Try it: The following entries are to be retyped in full, exactly as written.

Referring expression data:
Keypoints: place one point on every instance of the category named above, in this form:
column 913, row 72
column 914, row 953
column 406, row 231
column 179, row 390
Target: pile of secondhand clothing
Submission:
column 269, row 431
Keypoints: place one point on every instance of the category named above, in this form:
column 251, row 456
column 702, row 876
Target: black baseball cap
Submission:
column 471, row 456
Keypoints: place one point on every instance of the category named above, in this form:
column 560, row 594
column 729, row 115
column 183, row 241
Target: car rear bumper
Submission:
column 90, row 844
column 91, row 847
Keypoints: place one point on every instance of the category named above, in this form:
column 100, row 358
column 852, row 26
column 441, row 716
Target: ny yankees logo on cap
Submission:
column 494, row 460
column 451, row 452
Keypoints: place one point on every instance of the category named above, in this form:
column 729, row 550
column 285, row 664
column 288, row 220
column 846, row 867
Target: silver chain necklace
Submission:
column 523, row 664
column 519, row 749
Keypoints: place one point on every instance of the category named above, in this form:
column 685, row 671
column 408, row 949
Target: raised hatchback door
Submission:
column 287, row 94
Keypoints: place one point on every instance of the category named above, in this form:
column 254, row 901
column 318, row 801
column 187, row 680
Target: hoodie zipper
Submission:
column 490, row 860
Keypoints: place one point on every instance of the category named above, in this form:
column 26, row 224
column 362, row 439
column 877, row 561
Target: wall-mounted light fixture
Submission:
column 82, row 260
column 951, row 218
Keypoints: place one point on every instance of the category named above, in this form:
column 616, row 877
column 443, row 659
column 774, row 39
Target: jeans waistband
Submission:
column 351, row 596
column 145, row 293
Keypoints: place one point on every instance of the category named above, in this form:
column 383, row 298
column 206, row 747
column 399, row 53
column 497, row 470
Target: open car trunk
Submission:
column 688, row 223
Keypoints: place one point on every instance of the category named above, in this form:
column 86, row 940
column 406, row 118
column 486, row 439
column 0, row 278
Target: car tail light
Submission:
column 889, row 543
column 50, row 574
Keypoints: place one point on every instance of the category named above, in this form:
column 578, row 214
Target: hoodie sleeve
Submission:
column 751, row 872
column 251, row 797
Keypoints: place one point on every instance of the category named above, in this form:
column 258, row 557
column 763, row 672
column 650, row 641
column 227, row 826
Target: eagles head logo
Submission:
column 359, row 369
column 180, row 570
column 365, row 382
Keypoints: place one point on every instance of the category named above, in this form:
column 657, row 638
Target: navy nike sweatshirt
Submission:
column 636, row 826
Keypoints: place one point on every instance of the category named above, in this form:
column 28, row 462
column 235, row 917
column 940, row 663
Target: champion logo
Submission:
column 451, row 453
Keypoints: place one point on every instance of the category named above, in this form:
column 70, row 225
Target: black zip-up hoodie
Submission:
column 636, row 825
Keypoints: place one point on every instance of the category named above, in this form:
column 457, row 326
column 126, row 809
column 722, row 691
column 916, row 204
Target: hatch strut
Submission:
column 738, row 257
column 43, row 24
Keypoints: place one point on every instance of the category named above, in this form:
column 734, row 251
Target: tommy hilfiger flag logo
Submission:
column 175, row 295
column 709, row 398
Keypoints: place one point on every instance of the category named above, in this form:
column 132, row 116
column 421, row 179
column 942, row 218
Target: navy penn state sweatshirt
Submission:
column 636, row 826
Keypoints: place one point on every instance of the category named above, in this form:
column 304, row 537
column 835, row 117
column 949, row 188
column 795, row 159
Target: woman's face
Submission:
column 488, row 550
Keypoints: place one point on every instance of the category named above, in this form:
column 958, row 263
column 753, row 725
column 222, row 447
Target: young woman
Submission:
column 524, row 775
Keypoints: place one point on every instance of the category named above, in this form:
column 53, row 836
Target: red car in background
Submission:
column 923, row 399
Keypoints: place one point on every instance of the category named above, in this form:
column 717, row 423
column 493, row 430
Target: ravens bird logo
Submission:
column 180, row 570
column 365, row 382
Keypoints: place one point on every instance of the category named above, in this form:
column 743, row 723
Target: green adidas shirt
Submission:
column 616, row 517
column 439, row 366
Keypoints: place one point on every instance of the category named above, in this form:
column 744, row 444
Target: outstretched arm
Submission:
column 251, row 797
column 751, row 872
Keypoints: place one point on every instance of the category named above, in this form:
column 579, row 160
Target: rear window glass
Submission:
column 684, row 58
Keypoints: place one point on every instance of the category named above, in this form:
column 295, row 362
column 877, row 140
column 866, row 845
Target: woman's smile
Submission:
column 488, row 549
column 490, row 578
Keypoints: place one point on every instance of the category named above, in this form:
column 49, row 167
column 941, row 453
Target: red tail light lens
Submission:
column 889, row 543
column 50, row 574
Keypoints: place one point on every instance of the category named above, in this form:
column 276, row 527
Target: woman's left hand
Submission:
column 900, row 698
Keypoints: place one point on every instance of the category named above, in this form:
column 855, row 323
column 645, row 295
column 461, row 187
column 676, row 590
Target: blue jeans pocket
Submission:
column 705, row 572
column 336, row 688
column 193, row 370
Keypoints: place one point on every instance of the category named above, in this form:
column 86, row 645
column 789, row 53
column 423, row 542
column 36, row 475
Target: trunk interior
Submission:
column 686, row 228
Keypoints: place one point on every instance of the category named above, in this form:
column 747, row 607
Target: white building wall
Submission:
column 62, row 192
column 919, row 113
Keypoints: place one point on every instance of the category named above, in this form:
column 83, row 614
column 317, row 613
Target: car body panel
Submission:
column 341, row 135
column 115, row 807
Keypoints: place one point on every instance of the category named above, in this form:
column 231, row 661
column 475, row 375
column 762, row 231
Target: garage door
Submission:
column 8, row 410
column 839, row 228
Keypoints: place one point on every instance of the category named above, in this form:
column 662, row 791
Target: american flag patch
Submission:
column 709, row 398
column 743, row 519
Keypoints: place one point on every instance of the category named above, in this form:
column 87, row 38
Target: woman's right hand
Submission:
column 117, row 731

Exercise solution:
Keypoints: place one point on every instance of the category named above, in this form:
column 913, row 72
column 914, row 953
column 406, row 231
column 179, row 390
Target: pile of secondhand clothing
Submission:
column 269, row 431
Keypoints: place one point on every instance of the category named above, in this form:
column 251, row 456
column 702, row 876
Target: black baseball cap
Submission:
column 471, row 456
Keypoints: place one point on every instance of the category named above, in this form:
column 560, row 594
column 729, row 115
column 183, row 241
Target: car rear bumper
Submission:
column 90, row 844
column 91, row 847
Keypoints: place one point on every instance of the category named above, in this form:
column 100, row 358
column 852, row 26
column 441, row 716
Target: ny yankees logo on cap
Submission:
column 494, row 460
column 451, row 452
Keypoints: place one point on every instance of the category named above, in this form:
column 729, row 550
column 285, row 664
column 288, row 220
column 846, row 867
Target: silver chain necklace
Submission:
column 523, row 664
column 519, row 749
Keypoints: place one point on every instance of the category named above, in this form:
column 685, row 671
column 408, row 949
Target: raised hatchback door
Submission:
column 287, row 94
Keypoints: place one point on every instance of the category named above, in this form:
column 254, row 901
column 318, row 801
column 187, row 680
Target: hoodie zipper
Submission:
column 490, row 860
Keypoints: place one point on every instance of the category named above, in this form:
column 26, row 224
column 362, row 439
column 877, row 561
Target: wall-mounted light fixture
Submission:
column 82, row 260
column 951, row 218
Keypoints: place one point on every instance of the category named above, in this form:
column 616, row 877
column 443, row 659
column 774, row 39
Target: jeans waistband
Submission:
column 351, row 596
column 145, row 293
Keypoints: place one point on every instance of the category named above, in this form:
column 383, row 298
column 206, row 747
column 399, row 53
column 497, row 470
Target: open car trunk
Submission:
column 688, row 223
Keypoints: place one point on every instance of the category named above, in this form:
column 86, row 940
column 406, row 118
column 486, row 439
column 0, row 278
Target: car tail light
Submission:
column 889, row 543
column 50, row 574
Keypoints: place one point on every instance of the category named above, in this form:
column 578, row 214
Target: hoodie sleeve
Submission:
column 751, row 872
column 251, row 797
Keypoints: place one point on every instance of the category named above, in this form:
column 258, row 557
column 763, row 672
column 650, row 641
column 227, row 826
Target: eagles head logo
Submission:
column 359, row 369
column 180, row 570
column 365, row 382
Keypoints: place one point on every instance of the category named above, in this form:
column 657, row 638
Target: navy nike sweatshirt
Submission:
column 636, row 826
Keypoints: place one point on every instance of the category named above, in this form:
column 28, row 462
column 235, row 917
column 940, row 663
Target: champion logo
Submission:
column 451, row 453
Keypoints: place one point on every instance of the category named above, in this form:
column 70, row 225
Target: black zip-up hoodie
Submission:
column 636, row 825
Keypoints: place one point on every instance of the category named above, in this form:
column 457, row 326
column 126, row 809
column 722, row 691
column 916, row 204
Target: hatch strut
Submission:
column 738, row 257
column 43, row 24
Keypoints: place one point on every instance of the category named above, in this form:
column 734, row 251
Target: tommy hilfiger flag logo
Submission:
column 175, row 295
column 709, row 398
Keypoints: place one point on every instance of the category named above, in this form:
column 132, row 116
column 421, row 179
column 942, row 218
Target: navy penn state sweatshirt
Submission:
column 636, row 826
Keypoints: place one point on every instance of the category named above, in this form:
column 304, row 537
column 835, row 117
column 949, row 188
column 795, row 159
Target: woman's face
Submission:
column 488, row 550
Keypoints: place one point on every instance of the category named above, in this form:
column 958, row 263
column 753, row 725
column 222, row 447
Target: young woman
Submission:
column 524, row 775
Keypoints: place one point on every instance of the category named above, in this form:
column 53, row 836
Target: red car in background
Submission:
column 923, row 399
Keypoints: place one point on every instance of the category named above, in this form:
column 717, row 423
column 493, row 430
Target: ravens bird logo
Submission:
column 180, row 570
column 365, row 382
Keypoints: place one point on every instance of the category named above, in this form:
column 743, row 723
Target: green adidas shirt
Submission:
column 616, row 517
column 439, row 366
Keypoints: place one point on every instance of the category named above, in this form:
column 744, row 444
Target: outstretched arm
Submission:
column 251, row 797
column 751, row 872
Keypoints: place one point on every instance of the category named above, in this form:
column 579, row 160
Target: rear window glass
Submission:
column 684, row 58
Keypoints: place one point on every instance of the category named above, in this form:
column 295, row 362
column 877, row 140
column 866, row 845
Target: woman's smile
Submission:
column 488, row 549
column 490, row 578
Keypoints: place one point on every instance of the category named above, in this form:
column 49, row 167
column 941, row 453
Target: red tail light lens
Submission:
column 889, row 543
column 50, row 574
Keypoints: place one point on every instance of the category named above, in this form:
column 276, row 527
Target: woman's left hand
Submission:
column 900, row 698
Keypoints: place one point on every instance of the category named above, in this form:
column 855, row 323
column 645, row 295
column 461, row 187
column 676, row 590
Target: blue jeans pocket
Submission:
column 705, row 572
column 336, row 688
column 193, row 370
Keypoints: place one point on every instance of the category named above, in this form:
column 86, row 645
column 789, row 53
column 423, row 542
column 36, row 475
Target: trunk interior
Submission:
column 686, row 228
Keypoints: place one point on every instance of the category named above, in this form:
column 747, row 607
Target: white building wall
Submission:
column 62, row 192
column 919, row 113
Keypoints: place one point on every instance of the category named above, in this form:
column 83, row 614
column 317, row 613
Target: car body panel
Submission:
column 341, row 135
column 115, row 807
Keypoints: place one point on every instance of the category named above, in this form:
column 231, row 661
column 475, row 375
column 762, row 231
Target: garage door
Submission:
column 8, row 410
column 839, row 228
Keypoints: place one point on every instance of the category named above, in this form:
column 662, row 791
Target: american flag patch
Submission:
column 709, row 398
column 743, row 519
Keypoints: place one point on every instance of the category named above, in this form:
column 87, row 38
Target: woman's right hand
Submission:
column 117, row 731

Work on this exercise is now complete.